> _Task description_: Convert every line below into a Markdown table with two columns, "No." for the row number and "Line" for the line itself, and omit any blank lines.

> _Data provided_:
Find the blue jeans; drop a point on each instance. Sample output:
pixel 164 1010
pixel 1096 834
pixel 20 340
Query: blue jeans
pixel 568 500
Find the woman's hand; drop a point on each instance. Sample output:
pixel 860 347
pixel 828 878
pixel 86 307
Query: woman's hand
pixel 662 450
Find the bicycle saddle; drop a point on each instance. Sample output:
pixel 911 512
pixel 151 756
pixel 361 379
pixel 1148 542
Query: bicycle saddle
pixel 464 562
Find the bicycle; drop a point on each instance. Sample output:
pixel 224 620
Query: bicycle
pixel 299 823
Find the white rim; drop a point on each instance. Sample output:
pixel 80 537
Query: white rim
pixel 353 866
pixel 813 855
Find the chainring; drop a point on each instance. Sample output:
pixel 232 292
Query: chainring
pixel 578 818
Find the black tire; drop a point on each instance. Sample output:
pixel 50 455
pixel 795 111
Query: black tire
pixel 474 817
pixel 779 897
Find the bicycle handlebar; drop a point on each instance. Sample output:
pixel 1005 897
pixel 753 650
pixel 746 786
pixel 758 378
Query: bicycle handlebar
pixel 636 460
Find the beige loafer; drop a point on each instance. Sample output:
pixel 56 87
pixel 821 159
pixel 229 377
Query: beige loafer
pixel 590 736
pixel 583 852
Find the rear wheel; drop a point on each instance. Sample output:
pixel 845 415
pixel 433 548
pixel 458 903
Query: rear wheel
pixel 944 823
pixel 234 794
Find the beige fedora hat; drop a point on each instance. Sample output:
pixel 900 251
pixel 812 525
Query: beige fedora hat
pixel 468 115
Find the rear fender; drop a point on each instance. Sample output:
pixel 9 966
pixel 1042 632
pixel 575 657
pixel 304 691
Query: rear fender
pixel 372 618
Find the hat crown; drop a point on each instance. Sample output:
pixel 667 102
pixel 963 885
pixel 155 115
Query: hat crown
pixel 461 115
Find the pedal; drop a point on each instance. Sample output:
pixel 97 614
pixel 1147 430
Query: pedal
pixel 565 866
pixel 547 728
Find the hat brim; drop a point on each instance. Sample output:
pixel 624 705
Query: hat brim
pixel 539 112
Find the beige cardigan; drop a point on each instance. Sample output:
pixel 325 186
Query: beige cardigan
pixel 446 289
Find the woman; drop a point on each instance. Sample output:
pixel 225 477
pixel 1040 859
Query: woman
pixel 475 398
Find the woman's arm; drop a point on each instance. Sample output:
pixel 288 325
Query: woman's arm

> _Task answer_:
| No. | Line |
|---|---|
| 1 | Find the blue jeans; drop a point on each instance. Sample output: |
| 2 | pixel 164 1010 |
| 3 | pixel 1096 834 |
| 4 | pixel 20 340 |
| 5 | Query: blue jeans |
| 6 | pixel 568 500 |
| 7 | Find the woman's hand; drop a point on each instance. Sample output: |
| 8 | pixel 860 347 |
| 9 | pixel 828 878 |
| 10 | pixel 86 307 |
| 11 | Query: woman's hand |
| 12 | pixel 662 450 |
| 13 | Find the bicycle saddle; drop a point on each instance. Sample output: |
| 14 | pixel 911 512 |
| 15 | pixel 151 756 |
| 16 | pixel 361 379 |
| 17 | pixel 1148 542 |
| 18 | Query: bicycle saddle |
| 19 | pixel 464 562 |
| 20 | Find the bicycle; drop a point on each instance. Sample output: |
| 21 | pixel 224 620 |
| 22 | Query: bicycle |
| 23 | pixel 299 823 |
| 24 | Find the white rim; drop a point on each instance. Sample output: |
| 25 | pixel 80 537 |
| 26 | Query: white rim |
| 27 | pixel 353 866 |
| 28 | pixel 813 855 |
| 29 | Find the chainring; drop a point on each instance. Sample output: |
| 30 | pixel 232 292 |
| 31 | Query: chainring |
| 32 | pixel 578 818 |
| 33 | Find the black tire; drop a point on each instance. Sample output: |
| 34 | pixel 50 455 |
| 35 | pixel 795 111 |
| 36 | Query: black tire |
| 37 | pixel 474 817 |
| 38 | pixel 779 897 |
| 39 | Find the bicycle handlebar; drop a point on each instance. Sample output: |
| 40 | pixel 1005 897 |
| 41 | pixel 753 650 |
| 42 | pixel 746 786 |
| 43 | pixel 758 378 |
| 44 | Query: bicycle handlebar |
| 45 | pixel 636 460 |
| 46 | Find the beige loafer; drop a point on each instance. Sample output: |
| 47 | pixel 56 87 |
| 48 | pixel 821 159 |
| 49 | pixel 229 377 |
| 50 | Query: beige loafer |
| 51 | pixel 590 736 |
| 52 | pixel 583 852 |
| 53 | Find the rear wheel; drop a point on each instance. Sample output: |
| 54 | pixel 845 415 |
| 55 | pixel 433 548 |
| 56 | pixel 458 903 |
| 57 | Query: rear wheel |
| 58 | pixel 944 823 |
| 59 | pixel 234 794 |
| 60 | Find the beige fedora hat; drop a point on each instance. Sample output: |
| 61 | pixel 900 251 |
| 62 | pixel 812 525 |
| 63 | Query: beige fedora hat |
| 64 | pixel 468 115 |
| 65 | Find the rear fender; drop a point on each instance. Sample output: |
| 66 | pixel 9 966 |
| 67 | pixel 1042 632 |
| 68 | pixel 575 657 |
| 69 | pixel 304 691 |
| 70 | Query: rear fender |
| 71 | pixel 372 618 |
| 72 | Find the hat crown; drop a point on each instance. Sample output: |
| 73 | pixel 667 102 |
| 74 | pixel 963 885 |
| 75 | pixel 155 115 |
| 76 | Query: hat crown |
| 77 | pixel 461 115 |
| 78 | Find the pedal; drop a point on each instance. Sample output: |
| 79 | pixel 97 614 |
| 80 | pixel 1147 430 |
| 81 | Query: pedal |
| 82 | pixel 565 866 |
| 83 | pixel 547 728 |
| 84 | Find the hat brim; drop a point on each instance. Sample output: |
| 85 | pixel 624 705 |
| 86 | Query: hat brim |
| 87 | pixel 539 112 |
| 88 | Find the beige cardigan; drop a point on each instance. Sample output: |
| 89 | pixel 325 186 |
| 90 | Query: beige cardigan |
| 91 | pixel 446 289 |
| 92 | Find the woman; drop a point on each instance. Sample output: |
| 93 | pixel 225 477 |
| 94 | pixel 1040 859 |
| 95 | Query: woman |
| 96 | pixel 475 398 |
| 97 | Find the woman's arm; drop a point on each instance. Sample output: |
| 98 | pixel 288 325 |
| 99 | Query: woman's arm |